**Aim of the exercise:**
Reproduce all of the material below, substituting "service" for each occurrence of "endpoint" and changing nothing else.

— BEGIN Input —

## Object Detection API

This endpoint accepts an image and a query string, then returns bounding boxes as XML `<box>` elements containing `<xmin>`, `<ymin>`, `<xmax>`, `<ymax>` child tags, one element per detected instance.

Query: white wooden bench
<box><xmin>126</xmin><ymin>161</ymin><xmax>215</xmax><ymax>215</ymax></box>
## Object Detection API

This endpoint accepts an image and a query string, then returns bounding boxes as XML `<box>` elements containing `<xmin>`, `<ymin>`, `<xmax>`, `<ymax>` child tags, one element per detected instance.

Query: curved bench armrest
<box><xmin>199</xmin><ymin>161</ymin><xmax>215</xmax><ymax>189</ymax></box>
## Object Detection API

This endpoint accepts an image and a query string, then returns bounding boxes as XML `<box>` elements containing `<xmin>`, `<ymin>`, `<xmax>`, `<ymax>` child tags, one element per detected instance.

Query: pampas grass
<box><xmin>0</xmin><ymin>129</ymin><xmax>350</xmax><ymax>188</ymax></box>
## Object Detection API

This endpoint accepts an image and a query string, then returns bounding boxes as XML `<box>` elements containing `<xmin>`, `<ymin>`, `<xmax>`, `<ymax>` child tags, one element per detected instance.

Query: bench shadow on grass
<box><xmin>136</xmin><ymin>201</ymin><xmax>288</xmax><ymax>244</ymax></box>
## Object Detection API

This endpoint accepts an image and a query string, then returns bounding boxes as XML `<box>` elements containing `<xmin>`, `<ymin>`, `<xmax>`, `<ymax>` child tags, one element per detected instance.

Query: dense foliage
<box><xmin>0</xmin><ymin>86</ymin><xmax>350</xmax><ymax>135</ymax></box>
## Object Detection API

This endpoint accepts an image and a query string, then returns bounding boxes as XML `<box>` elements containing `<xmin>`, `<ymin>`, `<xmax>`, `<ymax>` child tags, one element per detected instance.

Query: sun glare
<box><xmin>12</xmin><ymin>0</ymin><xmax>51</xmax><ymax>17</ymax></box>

— END Input —

**Result below:**
## Object Detection API

This service accepts an image and a query string, then returns bounding boxes as XML `<box>` elements containing `<xmin>`, `<ymin>`, `<xmax>`, `<ymax>` child tags, one element per detected instance.

Query: white wooden bench
<box><xmin>126</xmin><ymin>161</ymin><xmax>215</xmax><ymax>215</ymax></box>
## Object Detection API

This service accepts an image and a query string, then returns bounding boxes as XML `<box>` elements containing `<xmin>`, `<ymin>`, `<xmax>`, `<ymax>` child tags, one element per detected instance.

Query: curved bench armrest
<box><xmin>199</xmin><ymin>161</ymin><xmax>215</xmax><ymax>189</ymax></box>
## Object Detection API

This service accepts an image and a query string, then returns bounding boxes as XML `<box>` elements containing `<xmin>`, `<ymin>`, `<xmax>`, `<ymax>` child tags, one element per detected instance.

Query: pampas grass
<box><xmin>0</xmin><ymin>129</ymin><xmax>350</xmax><ymax>188</ymax></box>
## Object Detection API

This service accepts an image and a query string, then returns bounding boxes as XML `<box>` elements containing `<xmin>`, `<ymin>`, `<xmax>`, `<ymax>` child tags, one element per detected instance.

Query: bench shadow on grass
<box><xmin>136</xmin><ymin>201</ymin><xmax>288</xmax><ymax>244</ymax></box>
## Object Detection API

This service accepts an image and a query string, then returns bounding boxes as XML `<box>` elements containing `<xmin>`, `<ymin>`, `<xmax>`, `<ymax>` child tags, one element per detected instance.

Query: dense foliage
<box><xmin>0</xmin><ymin>86</ymin><xmax>350</xmax><ymax>135</ymax></box>
## Object Detection API

This service accepts an image and a query string, then returns bounding boxes as XML `<box>` elements containing `<xmin>`, `<ymin>`, `<xmax>`, `<ymax>` child tags, one element per detected instance.

Query: sun glare
<box><xmin>12</xmin><ymin>0</ymin><xmax>51</xmax><ymax>17</ymax></box>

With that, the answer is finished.